▶ WORK REQUEST
Drop every picture and give the entries back exactly.

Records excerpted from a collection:

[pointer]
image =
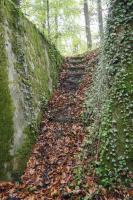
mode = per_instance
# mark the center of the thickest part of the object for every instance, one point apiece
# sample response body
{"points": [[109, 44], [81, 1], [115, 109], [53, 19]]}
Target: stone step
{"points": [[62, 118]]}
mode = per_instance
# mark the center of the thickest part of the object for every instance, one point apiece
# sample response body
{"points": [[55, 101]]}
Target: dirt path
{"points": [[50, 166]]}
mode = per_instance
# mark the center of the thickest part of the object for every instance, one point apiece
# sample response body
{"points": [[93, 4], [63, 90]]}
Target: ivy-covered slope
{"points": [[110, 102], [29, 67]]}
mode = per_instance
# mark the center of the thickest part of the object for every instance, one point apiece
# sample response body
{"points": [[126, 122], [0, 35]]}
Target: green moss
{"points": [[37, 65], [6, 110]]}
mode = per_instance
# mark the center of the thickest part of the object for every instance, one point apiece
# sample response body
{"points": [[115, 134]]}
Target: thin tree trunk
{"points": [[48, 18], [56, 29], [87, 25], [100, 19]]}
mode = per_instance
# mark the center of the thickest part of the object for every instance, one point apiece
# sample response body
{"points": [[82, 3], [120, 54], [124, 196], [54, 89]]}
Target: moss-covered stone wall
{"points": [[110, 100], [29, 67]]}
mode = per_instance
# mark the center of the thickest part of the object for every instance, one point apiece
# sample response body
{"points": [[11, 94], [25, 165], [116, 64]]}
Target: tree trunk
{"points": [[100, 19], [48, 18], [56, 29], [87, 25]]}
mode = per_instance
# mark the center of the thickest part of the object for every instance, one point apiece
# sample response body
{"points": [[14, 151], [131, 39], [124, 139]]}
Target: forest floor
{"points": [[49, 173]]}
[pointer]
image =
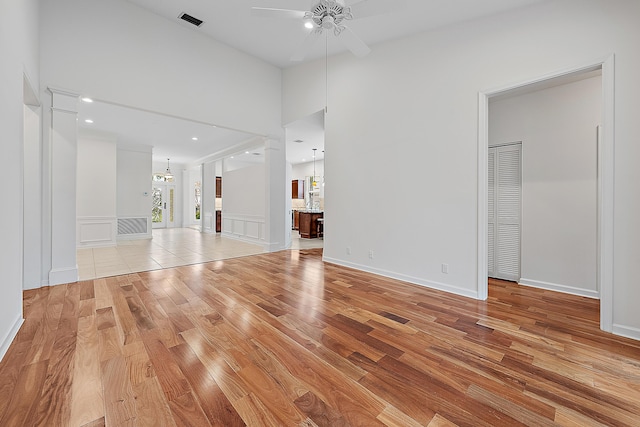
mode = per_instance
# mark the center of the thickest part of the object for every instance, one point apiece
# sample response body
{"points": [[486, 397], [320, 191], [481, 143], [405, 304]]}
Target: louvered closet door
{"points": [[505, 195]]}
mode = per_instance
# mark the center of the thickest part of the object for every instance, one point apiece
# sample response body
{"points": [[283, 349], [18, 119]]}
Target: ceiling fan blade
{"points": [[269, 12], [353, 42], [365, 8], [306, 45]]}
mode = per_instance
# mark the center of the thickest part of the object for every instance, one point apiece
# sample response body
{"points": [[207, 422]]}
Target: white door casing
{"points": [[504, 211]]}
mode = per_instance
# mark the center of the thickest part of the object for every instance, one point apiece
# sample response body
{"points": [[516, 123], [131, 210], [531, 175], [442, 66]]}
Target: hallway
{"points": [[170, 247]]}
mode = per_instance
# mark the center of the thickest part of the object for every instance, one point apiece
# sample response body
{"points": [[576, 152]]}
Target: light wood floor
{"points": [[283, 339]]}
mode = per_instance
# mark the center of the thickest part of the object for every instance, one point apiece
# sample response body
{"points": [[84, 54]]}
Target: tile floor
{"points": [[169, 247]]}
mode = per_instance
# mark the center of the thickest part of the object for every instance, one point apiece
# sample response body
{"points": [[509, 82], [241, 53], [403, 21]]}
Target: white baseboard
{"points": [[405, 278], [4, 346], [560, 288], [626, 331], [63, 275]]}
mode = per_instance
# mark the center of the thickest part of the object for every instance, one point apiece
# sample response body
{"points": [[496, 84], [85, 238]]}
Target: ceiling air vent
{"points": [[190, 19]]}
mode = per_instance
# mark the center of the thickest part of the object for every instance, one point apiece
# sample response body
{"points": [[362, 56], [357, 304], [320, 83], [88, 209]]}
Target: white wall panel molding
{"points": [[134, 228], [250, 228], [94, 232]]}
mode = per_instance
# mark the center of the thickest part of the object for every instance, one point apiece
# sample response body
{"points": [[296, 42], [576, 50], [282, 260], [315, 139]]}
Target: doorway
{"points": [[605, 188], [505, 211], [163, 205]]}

▶ RESULT OF THE TASK
[pointer]
image =
mode = per_instance
# mark the center of the thickest part of the object for every instance, one point apiece
# sample response body
{"points": [[109, 44], [81, 1], [115, 109], [53, 19]]}
Target: stone step
{"points": [[62, 118]]}
mode = per_instance
# mark the center of the thickest part of the object for every instance, one point apiece
# sample response body
{"points": [[55, 101]]}
Target: dirt path
{"points": [[50, 166]]}
mode = per_instance
# mark the center of the thickest part of the object for every instance, one point apiece
# sample response body
{"points": [[93, 4], [63, 90]]}
Target: ivy-covered slope
{"points": [[110, 102], [29, 67]]}
mode = per_instance
# mark the center of the thickest part of the object for every instance, one point apiece
# sample response body
{"points": [[126, 122], [0, 35]]}
Target: green moss
{"points": [[37, 65], [6, 110]]}
mode = per_instance
# mark the center of the thickest part of the object for every instance, one point apiece
# sample response body
{"points": [[115, 134]]}
Target: thin tree trunk
{"points": [[48, 18], [56, 29], [87, 25], [100, 19]]}
mode = per_instance
# mark the center of the thickest part of the object for every instance, one point apiece
# sample response body
{"points": [[82, 3], [120, 54], [124, 196], [54, 89]]}
Target: moss-covered stone wall
{"points": [[110, 100], [29, 67]]}
mode = per_instance
# mark the center of the thickest part of the object for every instance, one point apiece
# sample response body
{"points": [[11, 94], [25, 165], [116, 64]]}
Target: tree trunk
{"points": [[100, 19], [48, 18], [56, 29], [87, 25]]}
mode = per_instance
# mark the center of the thickest part of the object for every instance, one point apiece
# sample response body
{"points": [[14, 151], [131, 39], [124, 139]]}
Target: forest floor
{"points": [[49, 173]]}
[pointer]
image =
mode = per_instance
# mark the center of the thickest part of the object for every instance, one point apiece
# sample response body
{"points": [[486, 397], [320, 191], [481, 143], [405, 304]]}
Target: louvered closet door
{"points": [[505, 195]]}
mode = per_instance
# mark the center of the thickest part of the object for every instance, one point apiece
# sample response body
{"points": [[283, 349], [18, 119]]}
Target: ceiling fan blade
{"points": [[269, 12], [353, 42], [365, 8], [306, 45]]}
mode = per_instance
# mark the center of the thickest part of the object for every instance, one point apiece
# sample response body
{"points": [[207, 422]]}
Target: white door casing
{"points": [[504, 211]]}
mode = per_instance
# mark the center of the thickest part of the object for every instance, one point apiece
# sample response body
{"points": [[516, 123], [131, 210], [531, 175], [442, 66]]}
Target: hallway
{"points": [[170, 247]]}
mode = per_instance
# mark the center of the thickest part of the object for every instance, one point apiece
# sample response body
{"points": [[576, 152]]}
Target: light wood floor
{"points": [[283, 339]]}
mode = per_instance
# mark the center of the thickest part of the object for every instance, one point apiece
# sample response body
{"points": [[84, 54]]}
Target: tile floor
{"points": [[169, 247]]}
mode = per_instance
# mark the center of the thickest part of the object for every instance, one point apiece
# sample response body
{"points": [[509, 82], [241, 53], [403, 21]]}
Target: white baseboard
{"points": [[405, 278], [4, 346], [560, 288], [626, 331], [63, 275]]}
mode = per_instance
# mark the center of the thickest part of the object for every instance, one point apiece
# sample response body
{"points": [[496, 84], [85, 238]]}
Target: ceiling air vent
{"points": [[190, 19]]}
mode = per_instance
# mark the center of the thickest part of the object for every instance, one point apiece
# sample response body
{"points": [[362, 56], [357, 304], [320, 83], [88, 209]]}
Target: white wall panel molding
{"points": [[134, 228], [250, 228], [94, 232]]}
mode = per_instance
# mark the center of the thickest part of the object for every instance, one point apiece
# sample response body
{"points": [[296, 42], [576, 50], [282, 260], [315, 139]]}
Target: doorway
{"points": [[605, 188], [505, 211], [163, 205]]}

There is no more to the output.